Each line below should be reproduced without any alteration.

* [Data shown]
◆ ◆ ◆ ◆ ◆
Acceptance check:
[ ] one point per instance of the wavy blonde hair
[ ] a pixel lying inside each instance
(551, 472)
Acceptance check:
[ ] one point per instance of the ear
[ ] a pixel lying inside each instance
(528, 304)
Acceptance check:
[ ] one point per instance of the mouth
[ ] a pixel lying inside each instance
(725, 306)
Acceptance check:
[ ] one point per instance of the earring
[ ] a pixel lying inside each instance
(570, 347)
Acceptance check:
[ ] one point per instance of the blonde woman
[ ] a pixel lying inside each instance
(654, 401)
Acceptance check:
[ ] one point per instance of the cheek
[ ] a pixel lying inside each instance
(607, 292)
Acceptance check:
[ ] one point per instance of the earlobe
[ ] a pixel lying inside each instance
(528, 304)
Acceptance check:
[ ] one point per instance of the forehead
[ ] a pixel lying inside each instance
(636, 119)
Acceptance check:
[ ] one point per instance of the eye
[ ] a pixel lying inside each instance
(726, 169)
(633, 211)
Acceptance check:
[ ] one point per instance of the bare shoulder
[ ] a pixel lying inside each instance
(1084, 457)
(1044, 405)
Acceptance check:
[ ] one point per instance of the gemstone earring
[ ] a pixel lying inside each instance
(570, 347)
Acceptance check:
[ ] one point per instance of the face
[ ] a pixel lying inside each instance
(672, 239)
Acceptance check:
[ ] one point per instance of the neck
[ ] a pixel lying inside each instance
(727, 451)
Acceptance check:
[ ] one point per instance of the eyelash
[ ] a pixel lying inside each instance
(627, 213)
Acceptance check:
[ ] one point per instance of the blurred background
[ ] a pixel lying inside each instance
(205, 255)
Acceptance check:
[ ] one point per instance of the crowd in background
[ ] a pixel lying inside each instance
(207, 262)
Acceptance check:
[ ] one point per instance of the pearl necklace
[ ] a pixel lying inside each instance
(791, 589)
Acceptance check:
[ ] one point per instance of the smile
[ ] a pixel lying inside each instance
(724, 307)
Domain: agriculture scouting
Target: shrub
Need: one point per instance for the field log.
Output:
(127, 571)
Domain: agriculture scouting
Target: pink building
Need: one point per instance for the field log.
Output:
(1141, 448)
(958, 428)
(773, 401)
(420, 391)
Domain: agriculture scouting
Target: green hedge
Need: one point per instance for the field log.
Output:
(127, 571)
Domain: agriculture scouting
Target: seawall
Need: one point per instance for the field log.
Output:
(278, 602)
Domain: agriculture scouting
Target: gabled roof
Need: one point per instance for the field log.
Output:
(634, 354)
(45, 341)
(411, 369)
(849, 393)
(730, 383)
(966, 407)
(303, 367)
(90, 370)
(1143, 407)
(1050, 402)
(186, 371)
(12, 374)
◆ ◆ ◆ ◆ ◆
* [Solution to the problem]
Acceptance check:
[ ] one point per instance of the wavy blonde hair
[ ] a pixel lying inside each instance
(551, 472)
Acceptance check:
[ ] one point per instance of the ear
[ ] a pixel lying inside each instance
(528, 304)
Acceptance check:
[ ] one point per instance of the mouth
[ ] a pixel lying inside each instance
(725, 306)
Acceptance check:
[ ] one point per instance of the earring
[ ] a pixel lying inside each instance
(570, 347)
Acceptance check:
[ ] one point per instance of the blonde woman
[ ] a pixel lying inside each instance
(654, 401)
Acceptance check:
[ ] one point per instance of the cheek
[ ] a pixel lying inside each instance
(607, 292)
Acceptance check:
[ ] one point per instance of the earlobe
[ ] a pixel lying inside each instance
(528, 304)
Acceptance check:
[ ] one point per instance of the forehead
[ ] a pixel lying inside each instance
(636, 119)
Acceptance check:
[ ] one point per instance of the eye
[ ] a pixel lying inside each instance
(726, 169)
(633, 211)
Acceptance check:
[ ] one point per instance of the bare shoulder
[ ] a pixel lying inside each instance
(1084, 457)
(1044, 405)
Acceptance check:
[ ] one point per instance of the gemstone earring
[ ] a pixel lying inside each instance
(570, 347)
Acceptance check:
[ ] one point per instance of the face
[ ] a pixel lying inside each instance
(672, 239)
Acceptance check:
[ ] one point per instance of the neck
[ ] a pixel lying inside each instance
(727, 451)
Acceptance check:
[ ] one point per instance of the eyelash
[ ] a pixel lying inside each instance
(627, 213)
Acceptance check:
[ ] one point per instance of the blurred background
[ ] a pixel lying inside each instance
(205, 255)
Acceptance check:
[ ] one point per instance of the crowd in background
[ ] a pixel lying inside each instance
(207, 262)
Acceptance check:
[ ] one point per instance of the pearl necklace
[ ] a pixel lying inside each instance
(791, 589)
Acceptance check:
[ ] one point per instance of the smile
[ ] a pixel lying inside each instance
(724, 307)
Domain: agriculture scouting
Target: shrub
Need: one point per instance for the field log.
Output:
(127, 571)
Domain: agriculture scouting
Target: pink building
Need: one point per instance for the field log.
Output:
(1141, 448)
(958, 428)
(773, 401)
(420, 391)
Domain: agriculture scouting
Target: green hedge
Need: one point per instance for the field log.
Output:
(127, 571)
Domain: agriculture scouting
Target: seawall
Need: one point per instance for the field log.
Output:
(278, 602)
Domain: agriculture scouting
Target: gabled roof
Need: one point per instance for the field log.
Output:
(634, 354)
(45, 341)
(411, 369)
(849, 393)
(730, 383)
(966, 407)
(303, 367)
(90, 370)
(1143, 407)
(1050, 402)
(186, 371)
(12, 374)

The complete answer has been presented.